*Text segment:*

※

Umashankar Chandrasekaran ¹ Woo Jong Hong ² Hyeran Kim ^3*

• ¹ Seoul National University, Seoul, Republic of Korea
• ² Kyung Hee University, Seoul, Republic of Korea
• ³ Kangwon National University, Chuncheon, Gangwon, Republic of Korea

Plant peptides, synthesized from larger precursor proteins, often undergo proteolytic cleavage and post-translational modifications to form active peptide hormones. This process involves several proteolytic enzymes (proteases). Among these, SBTs (serine proteases) are a major class of proteolytic enzymes in plants and play key roles in various regulatory mechanisms, including plant immune response, fruit development and ripening, modulating root growth, seed development and germination, and organ abscission. However, current knowledge about SBTs is largely limited to 'in vitro cleavage assays,' with few studies exploring loss of function analyses for more in depth characterization. Research focused on economically significant horticultural crops, like tomato and pepper, remains scarce. Given this, leveraging SBTs for horticultural crop improvement through advanced gene-editing tools is critical for enhancing crop resilience to stress and pathogens. Over the past five years, research on proteolytic enzymes, especially SBTs, has increased markedly, yet reports involving loss-or gain-of function analyses aimed at improving crop yield and quality are still limited. This review summarizes recent findings on SBT enzymes, which act as 'protein scissors' in activating peptide hormones, and discusses the potential for using selected SBTs in CRISPR-Cas9 gene editing to enhance the growth and resilience of economically important Solanaceae crops, with a focus on pepper.

※

*Data segment:*
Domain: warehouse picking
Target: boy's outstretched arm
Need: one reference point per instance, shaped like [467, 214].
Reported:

※

*Work instruction:*
In the abstract above, rewrite the paragraph beginning "Plant peptides, synthesized from larger precursor proteins" as a short bulleted list that keeps its main facts.

*Answer section:*
- Plant peptides are made from larger precursor proteins and often undergo proteolytic cleavage and post-translational modification to become active peptide hormones, a process involving several proteases.
- SBTs (serine proteases) are a major class of plant proteolytic enzymes. They play key roles in immune response, fruit development and ripening, root growth, seed development and germination, and organ abscission.
- Knowledge of SBTs comes mostly from in vitro cleavage assays. Few loss-of-function studies exist, and research on horticultural crops such as tomato and pepper is scarce.
- Using SBTs with advanced gene-editing tools is critical for making horticultural crops more resilient to stress and pathogens.
- SBT research has grown markedly over the past five years, but loss- or gain-of-function studies aimed at crop yield and quality remain limited.
- The review summarizes recent findings on SBTs as "protein scissors" that activate peptide hormones. It discusses using selected SBTs in CRISPR-Cas9 editing to improve the growth and resilience of Solanaceae crops, with a focus on pepper.